Minimally invasive surgical options
Colorectal: Hand-Assisted Laparoscopic Surgery (HALS) Tumor Surgery is a minimally invasive surgical approach that requires only a few small incisions in the abdomen. A 12-inch incision is required for traditional open surgery. A thin, lighted tube and tiny video camera are inserted to allow magnified views of the surgical site on a video monitor. A unique collapsible port holds open one of the small incisions in the patient's abdomen. It fits around the surgeon's fingers, allowing access to the tumor site so the cancerous section of the colon can be cut and removed while the remaining colon segments are repaired. Because the surgeon can grip and feel the tumor site, HALS provides advantages over traditional laparoscopic surgery that utilizes only surgical instruments:
Lung: Video-Assisted Thoracoscopic Surgery (VATS) is a minimally invasive surgery using a "scope" to access the cancer. Instead of a single longer incision, VATS involves just 3 small incisions, a tiny video camera and special instruments. Pain, hospital stay, blood loss, recovery and risk of complications are significantly less than traditional surgery. Hospital stays are shortened by up to 60%. Most surgical patients are eligible for VATS, and short-term results have found that cancer control is equal to traditional surgery.
Radiation oncology. A sophisticated and effective way to treat many kinds of cancer, radiation oncology uses highly advanced technology and innovative treatment techniques to destroy cancer cells or to prevent diseased cells from growing. Our team includes radiation oncologists at the forefront of their field who specialize in stereotactic radiosurgery, HDR brachytherapy, breast brachytherapy, prostate seed implants, intensity-modulated radiation therapy (IMRT), image-guided radiation therapy (IGRT) and 3D external beam.
Immunotherapy. The ability of the immune system to identify and destroy tumor cells has led to its use in cancer treatment. By stimulating the body's immune system, cancer cells may be destroyed without damaging healthy tissue.
Immunotherapy is relatively non-toxic, so it can be used in combination with radiation or chemotherapy to enhance cancerous cell killing activity.
Chemotherapy. Advances in the effectiveness of cancer-fighting drugs has kept chemotherapy at the forefront in the fight against cancer. Often used in combination with other therapies, chemotherapy is frequently used to combat cancers with or without radiation therapy and surgery.
Chemoembolization. Used to treat cancer that has metastasized to the liver, chemoembolization delivers treatment directly to the malignant tumor. In this procedure, a catheter is inserted into an artery in the groin and guided (using X-ray imaging) to the artery that supplies blood to the tumor. Once the catheter is in place, chemotherapy agents are administered to the tumor along with particles that block the flow of blood to it.
Chemoembolization attacks cancer in two ways: by delivering agents toxic to cancer cells and by depriving the cells of oxygen and nutrients.
Radiofrequency ablation (RFA). This minimally invasive treatment is used to destroy tumors from within. A hollow-core needle is guided into the tumor's center using imaging technology such as CT or x-ray. Small tines are then deployed from the placement needle's tip, penetrating the volume of the tumor. Radio frequency energy is then sent through the needle into the tines, destroying the cancerous cells in the tumor.

* **Provided material**:
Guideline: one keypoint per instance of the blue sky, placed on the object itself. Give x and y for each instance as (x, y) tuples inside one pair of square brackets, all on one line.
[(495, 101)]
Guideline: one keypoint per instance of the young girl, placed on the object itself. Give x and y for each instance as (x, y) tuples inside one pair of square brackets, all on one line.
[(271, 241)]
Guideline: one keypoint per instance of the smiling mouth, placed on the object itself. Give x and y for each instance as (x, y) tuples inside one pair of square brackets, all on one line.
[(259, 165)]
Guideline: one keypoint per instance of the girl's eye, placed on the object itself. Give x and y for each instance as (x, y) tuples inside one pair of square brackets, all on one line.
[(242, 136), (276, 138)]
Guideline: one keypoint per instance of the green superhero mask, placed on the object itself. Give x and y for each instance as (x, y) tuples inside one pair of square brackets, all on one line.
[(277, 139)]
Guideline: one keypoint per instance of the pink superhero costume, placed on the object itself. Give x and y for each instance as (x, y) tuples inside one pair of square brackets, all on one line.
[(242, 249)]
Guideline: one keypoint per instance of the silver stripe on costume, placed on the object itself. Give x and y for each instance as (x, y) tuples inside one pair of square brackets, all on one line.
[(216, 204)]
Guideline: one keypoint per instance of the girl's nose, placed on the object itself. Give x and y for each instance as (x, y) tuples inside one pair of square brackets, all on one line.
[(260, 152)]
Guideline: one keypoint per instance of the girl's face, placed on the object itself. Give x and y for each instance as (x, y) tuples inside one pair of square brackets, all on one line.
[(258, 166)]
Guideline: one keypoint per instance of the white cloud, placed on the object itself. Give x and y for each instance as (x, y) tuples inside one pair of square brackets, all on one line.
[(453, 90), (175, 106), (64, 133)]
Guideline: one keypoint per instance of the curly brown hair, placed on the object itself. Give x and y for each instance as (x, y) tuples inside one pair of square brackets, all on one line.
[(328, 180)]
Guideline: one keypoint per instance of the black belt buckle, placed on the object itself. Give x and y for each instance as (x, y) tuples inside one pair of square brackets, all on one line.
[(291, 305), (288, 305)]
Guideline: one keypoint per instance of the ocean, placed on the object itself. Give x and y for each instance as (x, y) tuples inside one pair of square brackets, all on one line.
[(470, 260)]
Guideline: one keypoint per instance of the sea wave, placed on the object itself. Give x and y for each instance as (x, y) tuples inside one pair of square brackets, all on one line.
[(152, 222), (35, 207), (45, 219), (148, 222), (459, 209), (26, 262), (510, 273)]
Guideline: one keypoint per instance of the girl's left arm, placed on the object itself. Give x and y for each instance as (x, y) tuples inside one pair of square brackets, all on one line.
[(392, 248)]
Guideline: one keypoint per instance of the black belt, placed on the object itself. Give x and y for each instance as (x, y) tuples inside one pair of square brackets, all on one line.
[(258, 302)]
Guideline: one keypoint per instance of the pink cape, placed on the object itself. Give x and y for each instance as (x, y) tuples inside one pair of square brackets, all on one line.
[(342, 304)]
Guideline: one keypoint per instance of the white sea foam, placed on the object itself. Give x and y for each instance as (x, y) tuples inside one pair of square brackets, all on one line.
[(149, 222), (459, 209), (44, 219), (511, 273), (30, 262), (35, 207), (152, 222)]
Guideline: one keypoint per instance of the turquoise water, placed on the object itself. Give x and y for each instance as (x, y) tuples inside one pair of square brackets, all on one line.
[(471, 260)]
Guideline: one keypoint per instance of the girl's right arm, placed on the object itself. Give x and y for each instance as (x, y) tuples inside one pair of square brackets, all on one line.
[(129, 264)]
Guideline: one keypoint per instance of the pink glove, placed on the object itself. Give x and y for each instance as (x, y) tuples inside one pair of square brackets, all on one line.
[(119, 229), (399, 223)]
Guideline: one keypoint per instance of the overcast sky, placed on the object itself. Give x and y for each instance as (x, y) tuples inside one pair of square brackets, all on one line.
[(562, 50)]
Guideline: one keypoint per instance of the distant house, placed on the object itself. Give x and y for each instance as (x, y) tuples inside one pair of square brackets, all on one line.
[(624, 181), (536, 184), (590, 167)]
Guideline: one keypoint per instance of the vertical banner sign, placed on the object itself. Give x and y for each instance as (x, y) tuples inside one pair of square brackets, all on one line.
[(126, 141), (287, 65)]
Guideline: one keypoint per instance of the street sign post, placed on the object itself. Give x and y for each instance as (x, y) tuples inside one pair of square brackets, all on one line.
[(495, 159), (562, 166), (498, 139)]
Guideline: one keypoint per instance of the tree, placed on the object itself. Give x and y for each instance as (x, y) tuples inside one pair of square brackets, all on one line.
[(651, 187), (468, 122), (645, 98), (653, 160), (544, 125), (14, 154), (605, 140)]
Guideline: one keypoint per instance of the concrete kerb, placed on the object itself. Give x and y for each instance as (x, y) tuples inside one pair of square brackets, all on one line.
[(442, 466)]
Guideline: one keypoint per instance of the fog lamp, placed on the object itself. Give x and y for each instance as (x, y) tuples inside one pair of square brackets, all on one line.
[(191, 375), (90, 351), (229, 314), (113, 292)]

* **Problems to work on**:
**1)** From the cancer treatment text, list every specialty that its radiation oncologists are said to practice.
**2)** Answer these questions from the cancer treatment text:
(a) How long an incision does traditional open colorectal surgery require?
(b) By up to what percentage does VATS shorten hospital stays?
(c) Where is the catheter first inserted during chemoembolization?

* **Solution list**:
**1)**
- Stereotactic radiosurgery
- HDR brachytherapy
- Breast brachytherapy
- Prostate seed implants
- Intensity-modulated radiation therapy (IMRT)
- Image-guided radiation therapy (IGRT)
- 3D external beam

**2)**
(a) 12 inches.
(b) Up to 60%.
(c) Into an artery in the groin.